Excerpt to read.

____________

SDPA Fall | Live Blog | Surgical Complications and Management
Dr. Lisa Chipps, MD highlighted common surgical complications and ways to manage these at the SDPA 14th Annual Fall Dermatology Conference. She stressed that smokers by far have the most problematic surgical complications, and urged that ALL health care providers discuss this subject with the patients for improvement healing post-surgically as well as for the overall improvement of the patient’s health.
Dr. Chipps uses the “HIS SAD” acronym (hematoma, infection, spitting suture, scars, allergic contact dermatitis, dehiscence) when identifying surgical complications. Increasing pain 1-2 days after surgery could indicate the patient has a hematoma. Whenever a hematoma is identified, that patient is at an increased risk for infection and wound dehiscence.
Dr. Chipps states factors that may increase a patient’s risk for infection can include immunocompromised states, poor hygiene and a history of wound infections. Reinforcing proper wound care is essential and use of a visiting nurse for older or immobile patients may be helpful.
Spitting sutures are most common weeks to months following a surgery and result from the placement of too much suture (throwing too many knots or leaving the tails too long).
Dr. Chipps shared many tips to help decrease the likelihood of causing scars including “do not overtighten epidermal sutures”. In the end, it is important to keep in mind that when helping patients with their scars, that it is a “process”. She affirmed that all ablative lasers will help improve surgical scars.
Presentation of allergic contact dermatitis typically occurs 7 days post-surgery and is most often to adhesive or topical antibiotics.
Lastly, Dr. Chipps stated if you have a greater than 1-2% rate of wound dehiscence in your practice, you should consider your surgical technique as a possible cause.

____________

Records.
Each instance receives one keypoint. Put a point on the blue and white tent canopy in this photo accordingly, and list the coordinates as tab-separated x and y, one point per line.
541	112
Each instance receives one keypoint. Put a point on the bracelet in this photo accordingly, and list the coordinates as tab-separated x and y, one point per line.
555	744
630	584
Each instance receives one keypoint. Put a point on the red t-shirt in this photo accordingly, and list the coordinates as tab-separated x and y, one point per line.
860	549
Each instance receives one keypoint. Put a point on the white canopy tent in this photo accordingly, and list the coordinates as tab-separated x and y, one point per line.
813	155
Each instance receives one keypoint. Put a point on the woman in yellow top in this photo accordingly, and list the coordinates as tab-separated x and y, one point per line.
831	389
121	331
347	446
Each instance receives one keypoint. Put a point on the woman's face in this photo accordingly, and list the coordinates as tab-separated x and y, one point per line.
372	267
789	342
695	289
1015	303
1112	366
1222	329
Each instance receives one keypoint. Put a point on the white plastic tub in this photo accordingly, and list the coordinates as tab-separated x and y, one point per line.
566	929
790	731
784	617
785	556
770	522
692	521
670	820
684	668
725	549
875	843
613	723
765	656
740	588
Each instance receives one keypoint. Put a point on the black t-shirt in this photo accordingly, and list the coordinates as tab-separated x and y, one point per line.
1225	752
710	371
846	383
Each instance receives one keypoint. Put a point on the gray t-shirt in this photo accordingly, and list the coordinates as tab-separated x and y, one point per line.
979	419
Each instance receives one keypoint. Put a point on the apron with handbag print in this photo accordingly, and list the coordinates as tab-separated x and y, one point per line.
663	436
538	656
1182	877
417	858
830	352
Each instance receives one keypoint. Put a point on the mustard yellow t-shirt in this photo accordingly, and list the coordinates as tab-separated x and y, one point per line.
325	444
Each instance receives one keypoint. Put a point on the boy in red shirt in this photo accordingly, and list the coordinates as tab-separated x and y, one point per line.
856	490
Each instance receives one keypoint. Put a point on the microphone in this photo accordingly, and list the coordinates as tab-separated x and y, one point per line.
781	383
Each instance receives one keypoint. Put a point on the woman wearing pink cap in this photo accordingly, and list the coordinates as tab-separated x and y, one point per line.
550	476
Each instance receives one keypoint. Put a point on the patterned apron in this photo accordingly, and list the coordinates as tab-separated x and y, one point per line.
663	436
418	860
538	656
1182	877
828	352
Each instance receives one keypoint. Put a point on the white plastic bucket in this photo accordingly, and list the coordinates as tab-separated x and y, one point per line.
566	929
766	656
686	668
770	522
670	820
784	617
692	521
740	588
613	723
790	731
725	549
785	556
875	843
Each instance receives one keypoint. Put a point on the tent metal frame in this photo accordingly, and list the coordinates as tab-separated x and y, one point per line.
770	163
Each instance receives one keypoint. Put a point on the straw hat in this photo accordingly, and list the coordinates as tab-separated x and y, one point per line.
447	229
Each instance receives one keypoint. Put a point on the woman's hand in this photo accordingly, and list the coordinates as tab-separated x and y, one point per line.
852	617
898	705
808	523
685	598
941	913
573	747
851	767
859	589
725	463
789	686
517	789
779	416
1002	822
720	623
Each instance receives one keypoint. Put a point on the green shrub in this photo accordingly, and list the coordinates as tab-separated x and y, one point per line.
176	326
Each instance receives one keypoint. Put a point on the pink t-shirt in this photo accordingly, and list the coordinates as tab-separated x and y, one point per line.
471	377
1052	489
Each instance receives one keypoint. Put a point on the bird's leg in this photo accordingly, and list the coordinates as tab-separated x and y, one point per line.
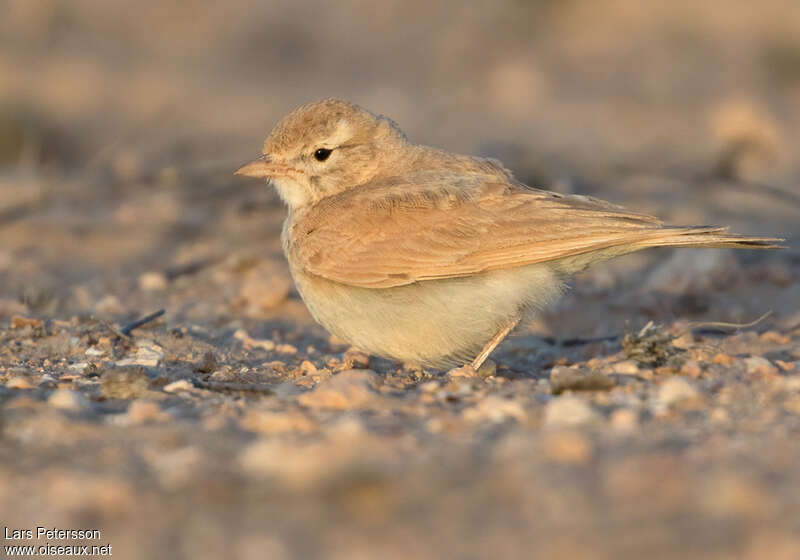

____________

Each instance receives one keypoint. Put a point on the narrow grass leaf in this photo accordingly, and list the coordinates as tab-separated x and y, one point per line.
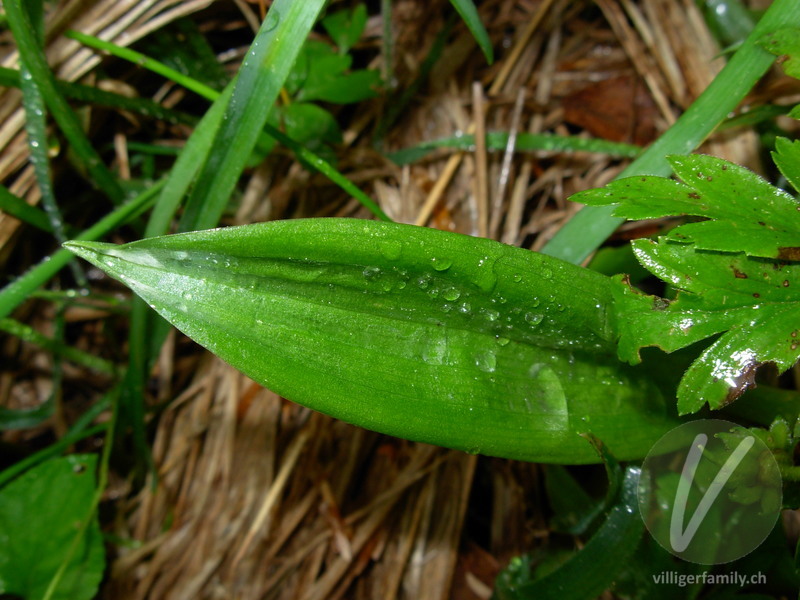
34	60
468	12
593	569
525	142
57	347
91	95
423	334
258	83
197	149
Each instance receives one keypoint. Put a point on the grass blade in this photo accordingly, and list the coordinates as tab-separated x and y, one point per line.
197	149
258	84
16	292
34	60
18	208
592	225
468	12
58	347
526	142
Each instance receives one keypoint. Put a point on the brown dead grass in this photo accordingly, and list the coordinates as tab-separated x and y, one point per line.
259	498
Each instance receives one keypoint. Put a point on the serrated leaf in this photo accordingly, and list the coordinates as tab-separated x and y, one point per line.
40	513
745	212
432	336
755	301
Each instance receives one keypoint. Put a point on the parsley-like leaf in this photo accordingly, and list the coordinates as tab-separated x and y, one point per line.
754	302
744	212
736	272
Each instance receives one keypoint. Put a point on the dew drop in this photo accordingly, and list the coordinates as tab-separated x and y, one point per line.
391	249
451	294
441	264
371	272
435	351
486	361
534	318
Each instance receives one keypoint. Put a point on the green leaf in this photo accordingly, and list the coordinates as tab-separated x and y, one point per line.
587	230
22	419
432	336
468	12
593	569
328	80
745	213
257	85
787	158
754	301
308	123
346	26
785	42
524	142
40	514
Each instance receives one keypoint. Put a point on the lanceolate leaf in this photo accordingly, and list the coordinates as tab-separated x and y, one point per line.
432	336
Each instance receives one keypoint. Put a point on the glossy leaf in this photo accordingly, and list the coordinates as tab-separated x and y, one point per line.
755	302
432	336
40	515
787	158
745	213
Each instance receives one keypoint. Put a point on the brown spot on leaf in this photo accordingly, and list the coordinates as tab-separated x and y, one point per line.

____________

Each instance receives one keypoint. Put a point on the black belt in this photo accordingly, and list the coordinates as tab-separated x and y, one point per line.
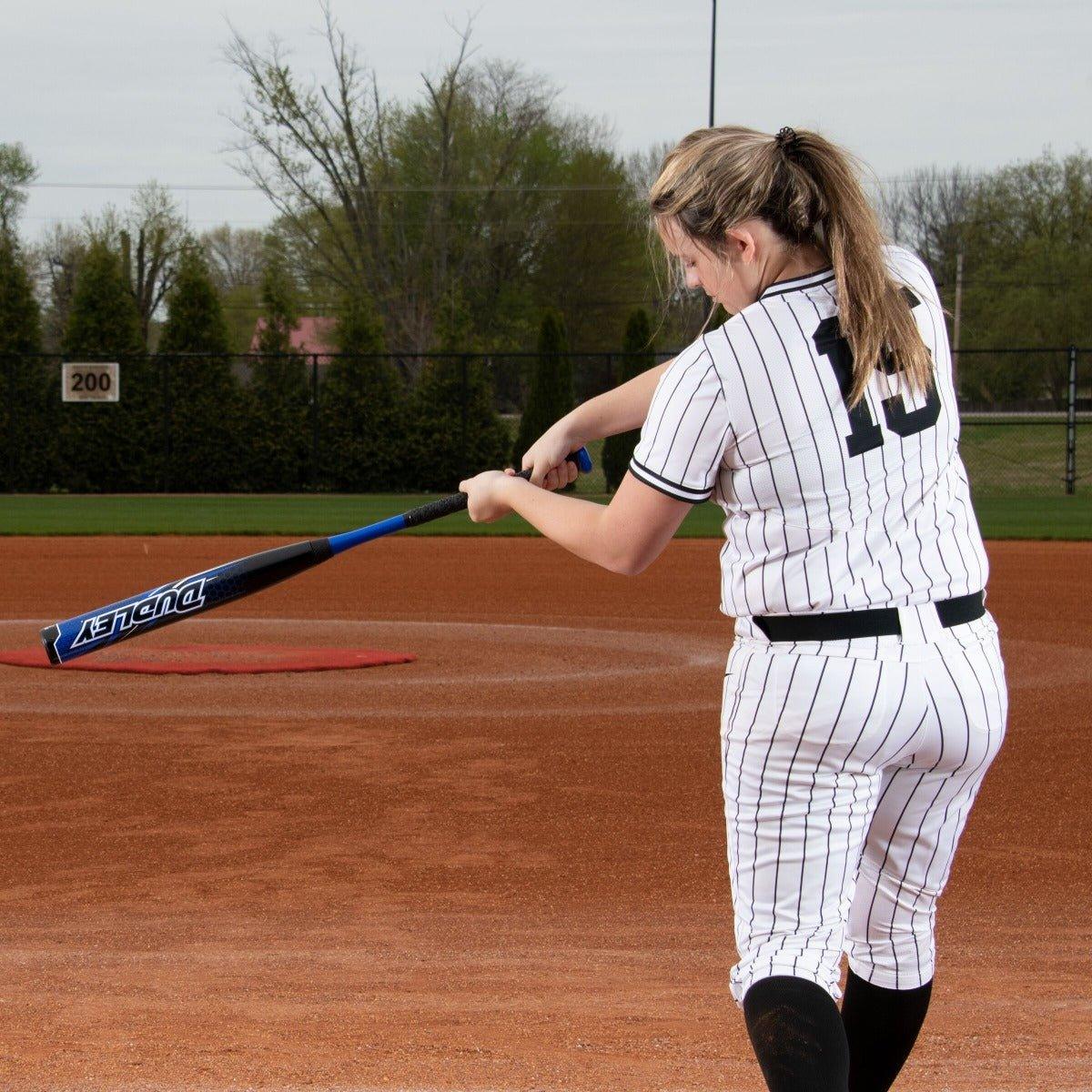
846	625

____________

Task goal.
Rewrite the surgical complications post from the sentence that has "Spitting sutures are" through the words "or topical antibiotics.", and change "ablative lasers" to "fractional lasers". The material plays no part in what comes next.

Solution below.
Spitting sutures are most common weeks to months following a surgery and result from the placement of too much suture (throwing too many knots or leaving the tails too long).
Dr. Chipps shared many tips to help decrease the likelihood of causing scars including “do not overtighten epidermal sutures”. In the end, it is important to keep in mind that when helping patients with their scars, that it is a “process”. She affirmed that all fractional lasers will help improve surgical scars.
Presentation of allergic contact dermatitis typically occurs 7 days post-surgery and is most often to adhesive or topical antibiotics.